§ Location identification entries:
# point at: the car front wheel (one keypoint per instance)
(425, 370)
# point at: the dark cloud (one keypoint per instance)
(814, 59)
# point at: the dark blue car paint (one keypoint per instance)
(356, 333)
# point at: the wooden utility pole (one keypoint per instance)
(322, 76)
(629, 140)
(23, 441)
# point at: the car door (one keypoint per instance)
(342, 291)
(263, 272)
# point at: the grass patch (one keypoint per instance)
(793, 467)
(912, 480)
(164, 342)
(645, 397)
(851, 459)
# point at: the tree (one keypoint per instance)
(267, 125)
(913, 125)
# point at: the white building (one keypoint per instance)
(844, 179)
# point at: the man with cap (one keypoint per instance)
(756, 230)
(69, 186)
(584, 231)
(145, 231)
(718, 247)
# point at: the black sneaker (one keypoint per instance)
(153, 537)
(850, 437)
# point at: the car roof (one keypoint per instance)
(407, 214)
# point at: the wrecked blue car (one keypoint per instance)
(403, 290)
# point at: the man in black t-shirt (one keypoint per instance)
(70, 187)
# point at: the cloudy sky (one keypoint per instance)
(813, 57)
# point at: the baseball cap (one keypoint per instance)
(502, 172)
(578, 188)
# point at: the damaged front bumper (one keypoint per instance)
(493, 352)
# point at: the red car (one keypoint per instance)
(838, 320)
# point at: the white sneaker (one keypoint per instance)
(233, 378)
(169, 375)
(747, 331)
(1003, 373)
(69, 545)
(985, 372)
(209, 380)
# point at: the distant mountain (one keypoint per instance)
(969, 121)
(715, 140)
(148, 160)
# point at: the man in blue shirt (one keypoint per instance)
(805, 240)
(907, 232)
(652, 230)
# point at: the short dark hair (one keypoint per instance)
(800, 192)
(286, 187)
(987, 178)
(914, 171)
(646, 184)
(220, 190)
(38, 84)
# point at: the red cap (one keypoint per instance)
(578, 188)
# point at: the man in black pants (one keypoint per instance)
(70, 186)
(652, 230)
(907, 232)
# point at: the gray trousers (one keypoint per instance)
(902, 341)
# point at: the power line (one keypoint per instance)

§ EXERCISE PROMPT: Return the lines above verbatim, all of them, without changing anything.

§ PROBLEM SOLUTION:
# point at: the car front wheel (one keypoint per instance)
(425, 370)
# point at: the dark cloud (one keypoint per instance)
(814, 59)
# point at: the dark blue car paint (one keypoint per instance)
(356, 333)
# point at: the wooden utility pole (one keypoint per instance)
(322, 76)
(629, 140)
(23, 441)
# point at: the car door (one keypoint per instance)
(342, 291)
(263, 272)
# point at: the grass patch (one keypoint per instance)
(793, 467)
(912, 480)
(164, 342)
(645, 397)
(851, 459)
# point at: the tree (one keypoint per instance)
(267, 125)
(913, 125)
# point at: the white building (one keypoint per instance)
(844, 179)
# point at: the man with cap (one keypoint per instance)
(756, 230)
(69, 186)
(584, 231)
(145, 231)
(718, 247)
# point at: the black sneaker (one keypoint per instance)
(153, 537)
(850, 437)
# point at: the car roof (one keypoint per instance)
(407, 214)
# point at: the wrecked blue car (one keypoint per instance)
(403, 290)
# point at: the man in black t-shirt (one keypoint per instance)
(70, 187)
# point at: the cloudy sky (one keypoint per instance)
(813, 57)
# point at: the baseball cap (one keypoint per instance)
(502, 172)
(578, 188)
# point at: the damaged front bumper (one keypoint per instance)
(493, 352)
# point at: the red car (one keypoint per instance)
(838, 320)
# point at: the white sneaker (one keypoint per instance)
(233, 378)
(169, 375)
(747, 331)
(1003, 373)
(69, 545)
(985, 372)
(209, 380)
# point at: the distant mountain (one keypoint per instance)
(969, 121)
(715, 140)
(148, 160)
# point at: the man in blue shirt (one keypoint per instance)
(805, 240)
(907, 232)
(652, 230)
# point at: the short dark hair (one keypoint per instance)
(800, 192)
(286, 187)
(987, 178)
(914, 171)
(646, 184)
(220, 190)
(38, 84)
# point at: the red cap (one keypoint per instance)
(578, 188)
# point at: the man in black pants (one keypoint per instance)
(70, 186)
(652, 230)
(907, 232)
# point at: the gray trousers (one keypoint per instance)
(902, 341)
# point at: the power line (one keypoint per instance)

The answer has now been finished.